### Records supplied
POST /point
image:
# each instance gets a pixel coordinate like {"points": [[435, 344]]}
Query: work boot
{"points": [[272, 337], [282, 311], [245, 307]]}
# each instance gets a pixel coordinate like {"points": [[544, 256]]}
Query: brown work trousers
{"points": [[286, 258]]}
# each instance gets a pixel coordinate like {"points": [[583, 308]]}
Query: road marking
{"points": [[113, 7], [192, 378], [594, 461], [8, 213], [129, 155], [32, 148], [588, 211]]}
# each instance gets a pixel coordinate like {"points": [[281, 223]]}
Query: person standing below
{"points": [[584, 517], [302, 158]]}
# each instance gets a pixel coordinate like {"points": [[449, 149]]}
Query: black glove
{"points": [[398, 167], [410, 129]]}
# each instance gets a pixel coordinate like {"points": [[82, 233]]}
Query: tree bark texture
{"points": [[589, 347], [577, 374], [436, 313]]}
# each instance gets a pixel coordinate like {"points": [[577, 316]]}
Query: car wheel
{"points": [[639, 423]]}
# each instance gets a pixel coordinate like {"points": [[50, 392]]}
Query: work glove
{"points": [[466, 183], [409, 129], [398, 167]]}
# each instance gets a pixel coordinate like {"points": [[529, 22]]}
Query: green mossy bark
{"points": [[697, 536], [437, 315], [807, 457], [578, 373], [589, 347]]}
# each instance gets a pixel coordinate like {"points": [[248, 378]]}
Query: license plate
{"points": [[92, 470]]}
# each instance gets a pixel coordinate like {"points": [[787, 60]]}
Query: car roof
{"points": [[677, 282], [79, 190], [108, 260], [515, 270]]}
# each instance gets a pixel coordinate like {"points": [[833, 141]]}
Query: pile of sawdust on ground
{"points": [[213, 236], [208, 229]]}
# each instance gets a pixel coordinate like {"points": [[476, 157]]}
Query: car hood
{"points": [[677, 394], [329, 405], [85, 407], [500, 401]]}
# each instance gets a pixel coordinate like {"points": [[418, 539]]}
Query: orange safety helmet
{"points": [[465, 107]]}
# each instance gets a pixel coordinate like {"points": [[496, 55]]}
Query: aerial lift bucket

### Work instruction
Having read the material, set all of it down again without a single difference.

### Answer section
POST /point
image:
# each instance gets a pixel coordinate like {"points": [[435, 344]]}
Query: work boot
{"points": [[272, 337], [282, 311], [245, 307]]}
# each instance gets a pixel coordinate like {"points": [[544, 256]]}
Query: brown work trousers
{"points": [[286, 258]]}
# each instance gets a pixel coordinate like {"points": [[583, 308]]}
Query: road marking
{"points": [[113, 7], [192, 378], [594, 461], [8, 213], [129, 155], [32, 148], [588, 211]]}
# each instance gets a pixel coordinate like {"points": [[281, 223]]}
Query: person standing below
{"points": [[584, 517], [302, 158]]}
# each instance gets a pixel coordinate like {"points": [[449, 149]]}
Query: black glove
{"points": [[398, 167], [410, 129]]}
# each instance gets a pixel coordinate like {"points": [[82, 233]]}
Query: tree bark texture
{"points": [[589, 347], [577, 374], [436, 313]]}
# each instance gets a pixel coordinate like {"points": [[577, 316]]}
Query: car wheel
{"points": [[639, 423]]}
# each instance gets a pixel coordinate like {"points": [[50, 392]]}
Query: work glove
{"points": [[466, 183], [409, 129], [398, 167]]}
# each instance gets a pixel coordinate like {"points": [[529, 22]]}
Query: green mossy bark
{"points": [[697, 536], [437, 315], [807, 457], [578, 373], [589, 347]]}
# each instance gets a pixel coordinate like {"points": [[248, 378]]}
Query: license plate
{"points": [[92, 470]]}
# each instance gets a pixel coordinate like {"points": [[787, 60]]}
Query: car roof
{"points": [[677, 282], [79, 190], [108, 260], [515, 270]]}
# each instance gets a pixel coordinate like {"points": [[833, 141]]}
Query: pile of sawdust on ground
{"points": [[213, 236], [208, 229]]}
# each instance gets a pixel coordinate like {"points": [[476, 157]]}
Query: car hood
{"points": [[677, 394], [329, 405], [85, 407], [500, 401]]}
# each instance gets a pixel coordinate like {"points": [[418, 539]]}
Query: orange safety helmet
{"points": [[465, 107]]}
# each instance gets a pixel coordinate like {"points": [[496, 55]]}
Query: aerial lift bucket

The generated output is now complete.